→ Your goal
I'd like every line in the following listing that holds "nightstand" copied.

**** Data ****

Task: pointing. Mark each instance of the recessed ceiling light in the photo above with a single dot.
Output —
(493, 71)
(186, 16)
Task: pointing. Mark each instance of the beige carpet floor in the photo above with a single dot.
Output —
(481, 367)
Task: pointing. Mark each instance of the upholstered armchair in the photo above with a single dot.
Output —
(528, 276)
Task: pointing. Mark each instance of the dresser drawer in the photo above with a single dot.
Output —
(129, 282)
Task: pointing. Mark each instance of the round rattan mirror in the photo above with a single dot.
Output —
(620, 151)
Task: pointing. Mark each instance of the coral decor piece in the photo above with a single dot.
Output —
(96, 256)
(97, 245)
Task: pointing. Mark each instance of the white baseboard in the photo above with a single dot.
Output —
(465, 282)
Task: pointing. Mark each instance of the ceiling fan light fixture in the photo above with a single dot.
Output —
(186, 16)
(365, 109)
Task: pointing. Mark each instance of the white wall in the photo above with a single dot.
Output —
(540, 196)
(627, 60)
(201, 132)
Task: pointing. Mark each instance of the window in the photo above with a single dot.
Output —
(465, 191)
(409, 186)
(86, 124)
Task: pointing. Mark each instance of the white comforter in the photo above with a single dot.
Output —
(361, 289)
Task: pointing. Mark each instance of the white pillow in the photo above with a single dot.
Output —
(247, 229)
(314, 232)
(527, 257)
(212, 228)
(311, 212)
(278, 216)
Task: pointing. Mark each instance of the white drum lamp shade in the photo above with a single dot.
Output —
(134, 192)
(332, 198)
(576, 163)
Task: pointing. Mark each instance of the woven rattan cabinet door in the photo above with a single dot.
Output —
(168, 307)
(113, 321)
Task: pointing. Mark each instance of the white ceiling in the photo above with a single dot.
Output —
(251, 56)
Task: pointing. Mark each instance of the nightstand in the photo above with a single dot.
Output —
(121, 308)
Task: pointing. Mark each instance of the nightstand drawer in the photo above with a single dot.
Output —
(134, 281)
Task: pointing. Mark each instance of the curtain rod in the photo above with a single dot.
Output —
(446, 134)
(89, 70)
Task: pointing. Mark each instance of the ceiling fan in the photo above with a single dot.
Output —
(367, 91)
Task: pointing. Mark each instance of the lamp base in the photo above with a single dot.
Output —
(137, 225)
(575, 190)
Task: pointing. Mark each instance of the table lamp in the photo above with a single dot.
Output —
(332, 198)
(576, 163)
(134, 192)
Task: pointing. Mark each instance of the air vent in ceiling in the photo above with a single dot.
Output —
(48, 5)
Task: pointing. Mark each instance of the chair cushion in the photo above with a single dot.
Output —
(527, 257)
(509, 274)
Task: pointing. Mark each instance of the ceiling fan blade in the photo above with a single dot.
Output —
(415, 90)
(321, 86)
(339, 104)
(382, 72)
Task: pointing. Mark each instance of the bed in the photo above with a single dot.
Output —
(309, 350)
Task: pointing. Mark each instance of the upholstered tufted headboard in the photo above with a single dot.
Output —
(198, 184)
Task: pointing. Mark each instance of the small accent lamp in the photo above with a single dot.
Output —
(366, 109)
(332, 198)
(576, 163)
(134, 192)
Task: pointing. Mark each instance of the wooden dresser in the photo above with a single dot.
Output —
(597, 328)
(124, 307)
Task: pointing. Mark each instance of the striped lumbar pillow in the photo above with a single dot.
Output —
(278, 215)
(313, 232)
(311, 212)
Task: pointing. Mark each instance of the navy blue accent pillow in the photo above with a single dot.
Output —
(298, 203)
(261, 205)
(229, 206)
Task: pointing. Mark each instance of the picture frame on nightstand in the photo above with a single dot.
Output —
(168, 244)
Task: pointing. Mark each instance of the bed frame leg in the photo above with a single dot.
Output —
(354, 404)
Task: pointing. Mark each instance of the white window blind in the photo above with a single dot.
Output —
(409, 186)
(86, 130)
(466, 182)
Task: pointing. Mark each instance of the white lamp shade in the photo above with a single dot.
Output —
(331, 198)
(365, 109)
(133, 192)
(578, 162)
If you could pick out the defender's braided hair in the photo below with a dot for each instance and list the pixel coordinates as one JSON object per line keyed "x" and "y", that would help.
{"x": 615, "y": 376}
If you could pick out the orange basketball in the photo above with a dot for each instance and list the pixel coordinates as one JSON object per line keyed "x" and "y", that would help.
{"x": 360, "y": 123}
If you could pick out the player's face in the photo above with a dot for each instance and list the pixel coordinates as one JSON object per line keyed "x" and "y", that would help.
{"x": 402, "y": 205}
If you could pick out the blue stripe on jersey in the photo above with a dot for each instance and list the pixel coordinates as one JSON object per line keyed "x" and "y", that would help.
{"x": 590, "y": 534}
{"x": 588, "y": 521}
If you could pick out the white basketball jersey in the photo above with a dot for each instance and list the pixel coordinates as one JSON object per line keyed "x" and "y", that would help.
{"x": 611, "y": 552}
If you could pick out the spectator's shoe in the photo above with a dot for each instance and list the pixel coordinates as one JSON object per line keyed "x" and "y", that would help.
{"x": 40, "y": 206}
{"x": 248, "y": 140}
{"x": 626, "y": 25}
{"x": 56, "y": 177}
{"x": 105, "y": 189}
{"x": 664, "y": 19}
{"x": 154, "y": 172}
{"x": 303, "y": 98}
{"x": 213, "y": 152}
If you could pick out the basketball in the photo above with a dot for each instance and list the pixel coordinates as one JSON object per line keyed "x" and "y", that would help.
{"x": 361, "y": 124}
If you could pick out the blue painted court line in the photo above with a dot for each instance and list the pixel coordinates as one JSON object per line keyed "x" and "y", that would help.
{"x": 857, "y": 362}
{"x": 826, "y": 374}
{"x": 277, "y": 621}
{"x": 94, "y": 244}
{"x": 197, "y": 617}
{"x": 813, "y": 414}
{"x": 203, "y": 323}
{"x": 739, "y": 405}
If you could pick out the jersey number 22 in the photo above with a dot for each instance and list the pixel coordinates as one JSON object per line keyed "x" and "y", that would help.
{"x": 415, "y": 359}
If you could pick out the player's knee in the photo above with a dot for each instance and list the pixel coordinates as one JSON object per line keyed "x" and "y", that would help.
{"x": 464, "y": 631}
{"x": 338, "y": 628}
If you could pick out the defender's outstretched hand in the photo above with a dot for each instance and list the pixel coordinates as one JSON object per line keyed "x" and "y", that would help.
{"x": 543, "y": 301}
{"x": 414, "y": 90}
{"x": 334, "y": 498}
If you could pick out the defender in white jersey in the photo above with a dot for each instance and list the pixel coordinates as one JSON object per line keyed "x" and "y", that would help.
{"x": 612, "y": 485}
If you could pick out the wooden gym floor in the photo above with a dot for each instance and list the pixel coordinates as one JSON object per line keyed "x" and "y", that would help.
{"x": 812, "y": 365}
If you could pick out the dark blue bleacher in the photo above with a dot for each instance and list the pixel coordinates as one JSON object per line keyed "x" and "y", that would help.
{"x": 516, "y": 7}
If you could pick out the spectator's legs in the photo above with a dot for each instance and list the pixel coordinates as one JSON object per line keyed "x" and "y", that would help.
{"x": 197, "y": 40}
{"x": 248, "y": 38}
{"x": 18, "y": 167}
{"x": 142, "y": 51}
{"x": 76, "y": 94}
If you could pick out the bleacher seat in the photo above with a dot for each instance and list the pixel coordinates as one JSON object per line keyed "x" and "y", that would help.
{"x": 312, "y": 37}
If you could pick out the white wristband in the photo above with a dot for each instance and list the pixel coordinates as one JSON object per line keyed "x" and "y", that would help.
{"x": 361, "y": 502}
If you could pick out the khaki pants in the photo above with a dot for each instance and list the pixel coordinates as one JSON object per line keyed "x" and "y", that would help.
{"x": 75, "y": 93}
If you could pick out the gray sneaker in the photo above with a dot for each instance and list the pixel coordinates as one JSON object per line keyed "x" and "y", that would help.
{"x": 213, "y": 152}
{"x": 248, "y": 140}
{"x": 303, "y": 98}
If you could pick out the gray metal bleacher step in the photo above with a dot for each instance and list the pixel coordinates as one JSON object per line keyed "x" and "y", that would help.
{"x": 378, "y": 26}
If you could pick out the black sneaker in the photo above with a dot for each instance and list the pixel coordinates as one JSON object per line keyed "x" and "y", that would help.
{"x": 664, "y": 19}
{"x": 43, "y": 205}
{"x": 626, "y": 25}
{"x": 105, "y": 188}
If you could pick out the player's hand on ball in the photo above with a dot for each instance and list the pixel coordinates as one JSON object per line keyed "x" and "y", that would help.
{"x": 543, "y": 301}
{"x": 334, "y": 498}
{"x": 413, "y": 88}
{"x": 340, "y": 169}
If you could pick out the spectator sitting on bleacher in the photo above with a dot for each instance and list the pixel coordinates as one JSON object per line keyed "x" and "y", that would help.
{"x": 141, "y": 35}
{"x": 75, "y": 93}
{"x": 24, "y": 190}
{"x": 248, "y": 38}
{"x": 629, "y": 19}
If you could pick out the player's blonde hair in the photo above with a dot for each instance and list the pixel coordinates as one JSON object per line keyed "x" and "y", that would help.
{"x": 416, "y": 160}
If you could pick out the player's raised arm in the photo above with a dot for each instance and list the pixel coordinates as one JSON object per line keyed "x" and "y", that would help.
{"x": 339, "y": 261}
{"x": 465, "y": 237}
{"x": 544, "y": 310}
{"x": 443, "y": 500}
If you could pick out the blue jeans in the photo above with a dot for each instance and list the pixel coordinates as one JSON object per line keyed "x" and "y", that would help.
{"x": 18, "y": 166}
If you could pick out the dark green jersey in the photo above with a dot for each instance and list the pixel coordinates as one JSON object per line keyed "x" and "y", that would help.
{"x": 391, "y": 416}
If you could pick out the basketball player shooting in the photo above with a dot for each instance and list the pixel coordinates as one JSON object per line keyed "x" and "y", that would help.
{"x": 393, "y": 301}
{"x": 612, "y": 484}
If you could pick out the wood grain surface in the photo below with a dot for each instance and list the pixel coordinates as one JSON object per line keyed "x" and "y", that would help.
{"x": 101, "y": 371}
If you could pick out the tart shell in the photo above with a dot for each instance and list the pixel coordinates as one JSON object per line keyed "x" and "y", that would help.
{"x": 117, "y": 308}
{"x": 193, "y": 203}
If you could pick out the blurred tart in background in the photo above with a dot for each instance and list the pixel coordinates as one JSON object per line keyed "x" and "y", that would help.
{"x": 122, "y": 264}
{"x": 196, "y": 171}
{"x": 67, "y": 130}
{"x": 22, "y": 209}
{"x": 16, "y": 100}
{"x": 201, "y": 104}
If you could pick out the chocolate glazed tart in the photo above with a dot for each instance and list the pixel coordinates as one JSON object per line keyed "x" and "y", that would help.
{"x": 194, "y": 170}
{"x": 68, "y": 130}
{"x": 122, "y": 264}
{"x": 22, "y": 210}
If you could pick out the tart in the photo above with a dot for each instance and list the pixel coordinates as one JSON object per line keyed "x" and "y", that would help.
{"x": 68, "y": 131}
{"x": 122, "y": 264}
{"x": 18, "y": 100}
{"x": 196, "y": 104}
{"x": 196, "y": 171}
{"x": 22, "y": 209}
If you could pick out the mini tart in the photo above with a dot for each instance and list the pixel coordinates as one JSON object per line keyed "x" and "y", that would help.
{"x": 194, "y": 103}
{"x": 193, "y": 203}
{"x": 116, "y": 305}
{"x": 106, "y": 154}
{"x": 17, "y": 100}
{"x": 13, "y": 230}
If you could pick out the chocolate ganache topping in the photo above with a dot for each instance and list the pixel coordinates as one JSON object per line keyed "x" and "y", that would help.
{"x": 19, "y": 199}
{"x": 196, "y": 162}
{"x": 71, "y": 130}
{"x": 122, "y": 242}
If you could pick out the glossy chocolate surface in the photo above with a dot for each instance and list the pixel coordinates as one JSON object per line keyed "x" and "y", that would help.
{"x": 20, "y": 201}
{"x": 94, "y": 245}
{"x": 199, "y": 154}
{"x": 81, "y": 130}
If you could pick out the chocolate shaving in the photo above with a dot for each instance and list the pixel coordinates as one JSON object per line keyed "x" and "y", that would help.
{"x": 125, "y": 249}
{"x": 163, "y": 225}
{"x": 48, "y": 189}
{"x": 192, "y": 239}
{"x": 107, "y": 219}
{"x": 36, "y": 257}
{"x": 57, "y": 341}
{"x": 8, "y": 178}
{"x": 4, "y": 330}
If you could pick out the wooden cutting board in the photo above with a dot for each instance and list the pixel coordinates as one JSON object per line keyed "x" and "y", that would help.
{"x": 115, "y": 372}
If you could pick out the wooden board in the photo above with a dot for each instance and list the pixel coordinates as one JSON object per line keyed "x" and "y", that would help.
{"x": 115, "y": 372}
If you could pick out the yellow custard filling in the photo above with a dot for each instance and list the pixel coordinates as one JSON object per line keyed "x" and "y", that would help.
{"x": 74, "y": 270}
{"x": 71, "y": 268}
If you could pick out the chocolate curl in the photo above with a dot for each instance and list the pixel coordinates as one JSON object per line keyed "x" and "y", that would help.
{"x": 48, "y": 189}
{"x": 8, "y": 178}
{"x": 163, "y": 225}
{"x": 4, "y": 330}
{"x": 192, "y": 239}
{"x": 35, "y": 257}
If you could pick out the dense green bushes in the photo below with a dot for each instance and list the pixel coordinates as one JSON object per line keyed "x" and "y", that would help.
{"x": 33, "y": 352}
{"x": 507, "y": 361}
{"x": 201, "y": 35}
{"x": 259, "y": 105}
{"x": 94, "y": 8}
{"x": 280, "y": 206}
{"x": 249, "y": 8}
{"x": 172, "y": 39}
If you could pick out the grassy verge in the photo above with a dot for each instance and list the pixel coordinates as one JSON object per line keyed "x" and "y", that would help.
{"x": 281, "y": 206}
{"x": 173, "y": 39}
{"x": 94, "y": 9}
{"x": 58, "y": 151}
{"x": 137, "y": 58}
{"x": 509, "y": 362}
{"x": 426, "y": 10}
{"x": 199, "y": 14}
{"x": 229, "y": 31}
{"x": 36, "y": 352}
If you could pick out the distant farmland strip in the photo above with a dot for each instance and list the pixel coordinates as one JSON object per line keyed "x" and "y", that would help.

****

→ Task output
Task: pointing. Mark each instance of the nightstand in the photo above with a single dot.
Task: pointing. Mark each instance of the nightstand drawer in the photo above with a single dot.
Task: pointing. Mark each instance of the picture frame on nightstand in the photo above with a single dot.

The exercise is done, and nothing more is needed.